MATERIAL SUPPLIED:
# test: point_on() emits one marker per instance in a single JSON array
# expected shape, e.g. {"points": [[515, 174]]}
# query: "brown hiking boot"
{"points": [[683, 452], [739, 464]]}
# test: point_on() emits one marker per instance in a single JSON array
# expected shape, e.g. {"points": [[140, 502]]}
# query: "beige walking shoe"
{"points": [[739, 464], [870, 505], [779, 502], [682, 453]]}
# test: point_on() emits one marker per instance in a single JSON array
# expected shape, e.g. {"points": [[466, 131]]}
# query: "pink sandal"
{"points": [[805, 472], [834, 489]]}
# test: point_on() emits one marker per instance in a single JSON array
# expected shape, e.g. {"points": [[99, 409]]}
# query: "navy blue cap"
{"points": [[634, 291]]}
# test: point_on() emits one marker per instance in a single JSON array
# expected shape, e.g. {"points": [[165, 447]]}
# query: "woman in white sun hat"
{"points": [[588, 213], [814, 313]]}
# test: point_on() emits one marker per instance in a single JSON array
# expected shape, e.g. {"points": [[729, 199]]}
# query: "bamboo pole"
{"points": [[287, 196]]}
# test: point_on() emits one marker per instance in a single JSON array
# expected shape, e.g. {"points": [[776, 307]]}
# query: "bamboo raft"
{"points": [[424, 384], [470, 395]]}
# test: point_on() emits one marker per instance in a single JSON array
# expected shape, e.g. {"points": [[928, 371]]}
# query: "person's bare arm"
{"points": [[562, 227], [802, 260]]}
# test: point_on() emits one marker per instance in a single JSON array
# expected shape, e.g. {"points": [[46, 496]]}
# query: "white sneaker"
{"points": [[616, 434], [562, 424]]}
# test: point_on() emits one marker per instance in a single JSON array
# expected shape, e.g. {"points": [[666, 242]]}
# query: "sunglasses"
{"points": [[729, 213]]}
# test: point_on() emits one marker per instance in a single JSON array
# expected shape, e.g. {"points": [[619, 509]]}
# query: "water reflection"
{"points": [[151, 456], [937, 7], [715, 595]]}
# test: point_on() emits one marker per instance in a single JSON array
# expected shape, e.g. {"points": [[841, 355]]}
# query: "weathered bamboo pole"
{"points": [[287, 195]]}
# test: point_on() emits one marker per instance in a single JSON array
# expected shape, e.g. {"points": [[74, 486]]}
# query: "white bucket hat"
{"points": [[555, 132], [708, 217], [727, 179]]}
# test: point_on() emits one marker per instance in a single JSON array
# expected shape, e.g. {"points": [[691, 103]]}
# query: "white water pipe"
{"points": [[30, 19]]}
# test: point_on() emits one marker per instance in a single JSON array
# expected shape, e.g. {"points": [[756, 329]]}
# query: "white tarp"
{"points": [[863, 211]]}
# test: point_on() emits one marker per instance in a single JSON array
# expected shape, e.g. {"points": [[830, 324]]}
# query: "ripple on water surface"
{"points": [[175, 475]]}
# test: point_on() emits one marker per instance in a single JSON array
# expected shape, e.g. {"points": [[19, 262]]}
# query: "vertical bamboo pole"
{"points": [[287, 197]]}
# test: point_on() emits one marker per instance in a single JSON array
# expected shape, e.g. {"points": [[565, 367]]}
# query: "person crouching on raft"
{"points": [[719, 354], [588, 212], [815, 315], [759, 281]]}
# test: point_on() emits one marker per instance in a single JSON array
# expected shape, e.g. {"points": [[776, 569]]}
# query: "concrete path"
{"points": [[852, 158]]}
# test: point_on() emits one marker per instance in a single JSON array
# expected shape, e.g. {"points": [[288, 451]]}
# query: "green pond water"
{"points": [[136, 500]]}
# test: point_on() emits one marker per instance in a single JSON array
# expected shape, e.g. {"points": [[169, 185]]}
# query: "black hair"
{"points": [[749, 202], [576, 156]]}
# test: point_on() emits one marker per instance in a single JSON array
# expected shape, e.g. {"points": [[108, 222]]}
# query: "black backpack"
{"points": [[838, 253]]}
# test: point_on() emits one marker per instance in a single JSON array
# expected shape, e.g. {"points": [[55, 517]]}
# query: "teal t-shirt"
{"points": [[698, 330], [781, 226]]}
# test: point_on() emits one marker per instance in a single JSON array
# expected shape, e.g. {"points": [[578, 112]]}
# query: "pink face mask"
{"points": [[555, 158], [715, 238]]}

PROBLEM:
Each entry is to be returned in full, character for character.

TASK OUTPUT:
# test: point_on() emits one marker per instance in a single JSON array
# expected shape, e.g. {"points": [[515, 174]]}
# query: "brown hiking boot"
{"points": [[683, 452], [739, 464]]}
# test: point_on() emits one marker per instance in a single JSON array
# expected shape, e.g. {"points": [[140, 502]]}
# query: "beige walking shoe"
{"points": [[739, 464], [870, 505], [779, 502], [682, 453]]}
# test: point_on() emits one marker per instance in a single JSON array
# expected shape, e.g. {"points": [[466, 131]]}
# query: "pink sandal"
{"points": [[805, 472], [834, 489]]}
# test: point_on() emits one marker per instance in a single JSON array
# expected shape, e.g. {"points": [[99, 409]]}
# query: "navy blue cap"
{"points": [[634, 291]]}
# test: point_on() emits one marker per instance in a single JSON array
# expected shape, e.g. {"points": [[165, 447]]}
# query: "woman in white sun hat"
{"points": [[588, 213], [814, 313]]}
# test: point_on() emits one marker per instance in a single JSON array
# expected shape, e.g. {"points": [[729, 199]]}
# query: "bamboo pole"
{"points": [[287, 196]]}
# test: point_on() emits one marker per instance in a single JSON array
# expected shape, e.g. {"points": [[776, 307]]}
# query: "bamboo raft"
{"points": [[424, 384], [470, 395]]}
# test: point_on() emits one marker per instance in a single JSON array
# expected shape, e.g. {"points": [[928, 371]]}
# query: "person's bare arm"
{"points": [[562, 227], [802, 260]]}
# test: point_on() emits one marker per instance in a single JSON array
# expected shape, e.g. {"points": [[46, 496]]}
# query: "white sneaker"
{"points": [[616, 434], [562, 424]]}
# test: point_on() emits one marker per instance in a single JSON array
# expected shape, e.g. {"points": [[666, 242]]}
# query: "sunglasses"
{"points": [[729, 213]]}
# test: point_on() emits one marker per instance in a single JSON array
# expected shape, e.g. {"points": [[619, 509]]}
# query: "water reflection"
{"points": [[151, 456], [937, 7], [715, 595]]}
# test: point_on() emits one marker per instance in a single JSON array
# expected shape, e.g. {"points": [[841, 355]]}
# query: "weathered bamboo pole"
{"points": [[287, 195]]}
# test: point_on() emits one marker per instance in a single JSON array
# expected shape, e.g. {"points": [[74, 486]]}
# query: "white bucket hat"
{"points": [[555, 132], [708, 217], [727, 179]]}
# test: point_on() emits one marker per instance in a single JSON array
# expected shape, e.g. {"points": [[691, 103]]}
# query: "white water pipe"
{"points": [[30, 19]]}
# test: point_on() emits one marker per instance in a single JSON array
# expected shape, e.g. {"points": [[756, 329]]}
# query: "white tarp"
{"points": [[863, 211]]}
# test: point_on() emits one marker per instance in a single JSON array
# expected shape, e.g. {"points": [[830, 324]]}
# query: "ripple on water surface"
{"points": [[175, 475]]}
# test: point_on() emits one marker per instance in a single JSON array
# expected shape, e.g. {"points": [[19, 262]]}
# query: "vertical bamboo pole"
{"points": [[287, 197]]}
# test: point_on() emits one marker per instance in a single JSON array
# expected shape, e.g. {"points": [[565, 367]]}
# query: "person crouching on raft"
{"points": [[719, 354], [588, 212], [815, 315], [759, 281]]}
# test: point_on() emits one marker per instance in a single JSON array
# expected shape, e.g. {"points": [[776, 569]]}
# query: "concrete path"
{"points": [[852, 158]]}
# test: point_on() emits one marker per instance in a single JSON array
# expected shape, e.g. {"points": [[288, 451]]}
# query: "green pond water"
{"points": [[136, 500]]}
# test: point_on() emits one marker per instance in a single JSON array
# expected shape, e.g. {"points": [[169, 185]]}
# query: "black hair"
{"points": [[749, 202], [576, 156]]}
# test: point_on() emits one marker per instance in a single JSON array
# expected shape, e.g. {"points": [[108, 222]]}
# query: "black backpack"
{"points": [[838, 253]]}
# test: point_on() emits one marker per instance in a single JSON array
# expected shape, e.g. {"points": [[55, 517]]}
# query: "teal t-shirt"
{"points": [[698, 330], [781, 226]]}
# test: point_on() emits one marker per instance in a single JSON array
# expected shape, e.g. {"points": [[578, 112]]}
# query: "pink face mask"
{"points": [[555, 158], [715, 238]]}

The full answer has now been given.